◆ Task instructions: In the conference abstracts on AI-assisted neuroimaging below, what DICE score did radiotherapists reach after adjusting the AI-generated brain metastasis delineations?

◆ Extract to read:
^^^^^^^^
RPS 2011 - Hot Topic: AI-assisted neuroimaging and image analysis

Author Block: N. Snoeijink, J. D. J. Slotman, S. Kamerbeek, I. M. Nijholt, M. F. Boomsma, E. Wiegman; Zwolle/NL
Purpose: To assess inter-observer variability of expert-based radiation target definition with and without AI assistance in gamma knife radiosurgery for brain metastases on MRI scans.
Methods or Background: A deep learning-based model was developed for automatic detection and delineation of brain metastases using contrast-enhanced T1-weighted (CE-T1w) and black blood (BB) MR sequences. Data from 224 consecutively treated patients were randomly split into training (n=162) and testing (n=64) sets. The AI model achieved an overall F1-score of 0.93, sensitivity of 0.88, PPV of 0.98, and a DICE score of 0.82. Subsequently, it was tested on an independent dataset consisting of 15 patients, with in total 93 brain metastases, classified as S (< 0.1 cc), M (≥0.1 cc & <1 cc), or L (≥1 cc). Four observers evaluated each case: two radiotherapists independently, AI model alone, and combination of AI with a radiotherapist able to refine results manually. Inter-observer variability was quantified using the DICE-score using clinical delineation by one of the radiotherapists as reference.
Results or Findings: Inter-observer variability in DICE-scores was observed among radiotherapists (0.88) and between radiotherapist and the AI model (0.73), particularly for smaller metastases (<0.1 cc). Adjustments made by the radiotherapist to the AI-generated delineations increased the DICE-score to 0.84. The largest improvement was seen for small lesions (S: 0.54 --> 0.76, M: 0.81 --> 0.86, L: 0.87 --> 0.88).
Conclusion: The AI model is trained on delineations from multiple radiotherapists, who do not always agree with each other. This inter-expert variability may limit AI’s ability to achieve a maximal DICE, potentially challenging effective implementation of AI in clinical practice.
Limitations: Small sample size
Funding for this study: Innovation and Science fund Isala, The Netherlands
Has your study been approved by an ethics committee? Not applicable
Ethics committee - additional information:

Author Block: T. Han, J. Zhou; Lanzhou/CN
Purpose: This study aimed to evaluate the value of intratumoral and peritumoral radiomics models based on multiparametric MRI in predicting meningiomas recurrence/progression (R/P).
Methods or Background: A total of 623 patients from Hospital A were divided into a training set (n=294) and a test set (n=127); 202 patients from Hospital B comprised the external validation set. A Clinical-Radiological (C-R) model was developed using significant clinical/MRI features. Radiomics features were extracted from intratumoral (Intra) and peritumoral regions at 5 mm (Peri-5) and 10 mm (Peri-10). Models were constructed using Lasso and evaluated via ROC, calibration curves, and decision curve analysis (DCA). Interpretability was assessed with SHAP (SHapley Additive exPlanations) plots.
^^^^^^^^
◆ Source data:
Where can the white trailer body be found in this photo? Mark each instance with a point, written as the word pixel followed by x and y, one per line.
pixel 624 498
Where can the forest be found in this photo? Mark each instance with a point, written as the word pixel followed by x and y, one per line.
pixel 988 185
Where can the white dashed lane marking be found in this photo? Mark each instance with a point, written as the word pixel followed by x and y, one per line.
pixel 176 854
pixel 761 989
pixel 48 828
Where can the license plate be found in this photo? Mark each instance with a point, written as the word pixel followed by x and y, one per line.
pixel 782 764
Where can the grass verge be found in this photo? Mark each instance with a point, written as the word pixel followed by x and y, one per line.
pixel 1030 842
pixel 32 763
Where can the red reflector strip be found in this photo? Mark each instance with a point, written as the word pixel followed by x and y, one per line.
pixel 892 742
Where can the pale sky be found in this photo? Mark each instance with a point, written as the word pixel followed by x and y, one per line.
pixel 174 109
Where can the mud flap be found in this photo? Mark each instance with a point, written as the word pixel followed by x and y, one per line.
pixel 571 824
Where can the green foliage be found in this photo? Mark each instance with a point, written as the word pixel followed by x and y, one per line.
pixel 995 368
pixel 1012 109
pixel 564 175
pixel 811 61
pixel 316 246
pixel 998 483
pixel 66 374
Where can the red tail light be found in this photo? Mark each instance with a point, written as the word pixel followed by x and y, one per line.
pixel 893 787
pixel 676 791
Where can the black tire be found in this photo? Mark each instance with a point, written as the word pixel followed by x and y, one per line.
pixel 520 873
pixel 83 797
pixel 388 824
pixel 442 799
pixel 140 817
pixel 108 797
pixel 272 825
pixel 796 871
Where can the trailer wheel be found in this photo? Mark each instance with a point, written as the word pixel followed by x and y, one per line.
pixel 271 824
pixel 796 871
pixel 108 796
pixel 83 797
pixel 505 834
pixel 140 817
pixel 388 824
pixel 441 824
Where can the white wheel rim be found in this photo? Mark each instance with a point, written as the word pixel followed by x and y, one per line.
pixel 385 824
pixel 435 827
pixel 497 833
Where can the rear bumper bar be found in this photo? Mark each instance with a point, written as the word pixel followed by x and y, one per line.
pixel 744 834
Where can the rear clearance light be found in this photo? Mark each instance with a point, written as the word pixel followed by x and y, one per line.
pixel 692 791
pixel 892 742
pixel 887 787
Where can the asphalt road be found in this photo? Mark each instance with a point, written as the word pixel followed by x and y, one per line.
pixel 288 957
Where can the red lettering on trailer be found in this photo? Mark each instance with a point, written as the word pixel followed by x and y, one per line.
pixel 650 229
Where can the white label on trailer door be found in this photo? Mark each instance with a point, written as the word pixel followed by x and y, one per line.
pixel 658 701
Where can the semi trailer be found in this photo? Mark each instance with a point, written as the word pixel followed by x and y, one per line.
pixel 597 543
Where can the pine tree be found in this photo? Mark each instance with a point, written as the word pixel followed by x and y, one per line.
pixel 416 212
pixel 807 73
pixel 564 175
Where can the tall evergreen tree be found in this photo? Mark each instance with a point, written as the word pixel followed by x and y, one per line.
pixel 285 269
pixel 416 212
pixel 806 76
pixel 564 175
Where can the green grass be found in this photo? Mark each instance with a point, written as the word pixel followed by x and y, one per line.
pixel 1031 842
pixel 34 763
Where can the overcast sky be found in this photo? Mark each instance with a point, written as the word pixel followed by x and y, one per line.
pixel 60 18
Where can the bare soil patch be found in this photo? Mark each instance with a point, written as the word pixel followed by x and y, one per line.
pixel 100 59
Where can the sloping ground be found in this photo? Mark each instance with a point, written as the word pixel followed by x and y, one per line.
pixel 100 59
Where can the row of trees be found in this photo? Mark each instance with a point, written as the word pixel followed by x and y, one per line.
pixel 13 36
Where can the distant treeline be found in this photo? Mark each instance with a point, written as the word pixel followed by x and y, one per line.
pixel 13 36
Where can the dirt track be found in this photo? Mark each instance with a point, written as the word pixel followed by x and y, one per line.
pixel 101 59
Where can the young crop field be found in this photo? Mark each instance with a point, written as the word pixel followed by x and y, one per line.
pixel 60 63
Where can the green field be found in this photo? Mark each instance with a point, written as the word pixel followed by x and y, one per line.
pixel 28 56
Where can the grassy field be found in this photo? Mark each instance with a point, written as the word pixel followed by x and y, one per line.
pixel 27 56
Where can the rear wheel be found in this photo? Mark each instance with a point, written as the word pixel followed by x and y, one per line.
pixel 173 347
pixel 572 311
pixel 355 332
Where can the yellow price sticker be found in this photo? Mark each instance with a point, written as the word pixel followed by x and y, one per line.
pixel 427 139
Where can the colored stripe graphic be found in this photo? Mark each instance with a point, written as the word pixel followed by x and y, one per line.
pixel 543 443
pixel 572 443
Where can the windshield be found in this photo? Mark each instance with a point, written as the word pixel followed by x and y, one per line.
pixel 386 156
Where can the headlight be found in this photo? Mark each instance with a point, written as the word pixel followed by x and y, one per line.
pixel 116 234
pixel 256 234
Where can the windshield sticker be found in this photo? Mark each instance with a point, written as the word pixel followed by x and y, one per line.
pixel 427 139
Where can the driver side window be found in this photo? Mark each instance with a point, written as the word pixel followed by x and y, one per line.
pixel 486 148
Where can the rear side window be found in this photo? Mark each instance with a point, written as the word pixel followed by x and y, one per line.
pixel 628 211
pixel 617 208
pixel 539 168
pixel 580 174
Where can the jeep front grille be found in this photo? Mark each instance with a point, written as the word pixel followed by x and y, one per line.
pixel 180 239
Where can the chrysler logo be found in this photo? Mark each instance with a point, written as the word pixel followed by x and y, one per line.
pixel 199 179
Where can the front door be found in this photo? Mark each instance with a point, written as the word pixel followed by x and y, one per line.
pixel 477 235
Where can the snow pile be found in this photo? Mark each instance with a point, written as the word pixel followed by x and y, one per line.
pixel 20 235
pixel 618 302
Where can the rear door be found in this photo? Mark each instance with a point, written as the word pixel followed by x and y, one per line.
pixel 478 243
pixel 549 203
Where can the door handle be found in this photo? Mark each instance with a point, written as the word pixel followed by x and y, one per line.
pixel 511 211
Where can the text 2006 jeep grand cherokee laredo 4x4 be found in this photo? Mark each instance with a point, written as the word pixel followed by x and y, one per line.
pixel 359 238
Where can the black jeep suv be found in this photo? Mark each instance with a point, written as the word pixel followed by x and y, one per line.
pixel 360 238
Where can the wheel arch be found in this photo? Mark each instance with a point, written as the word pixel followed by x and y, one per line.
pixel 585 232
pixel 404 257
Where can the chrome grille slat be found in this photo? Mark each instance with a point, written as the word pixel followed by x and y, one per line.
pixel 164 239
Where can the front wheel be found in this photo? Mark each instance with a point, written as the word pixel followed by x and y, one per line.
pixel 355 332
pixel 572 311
^^^^^^^^
◆ Answer below: 0.84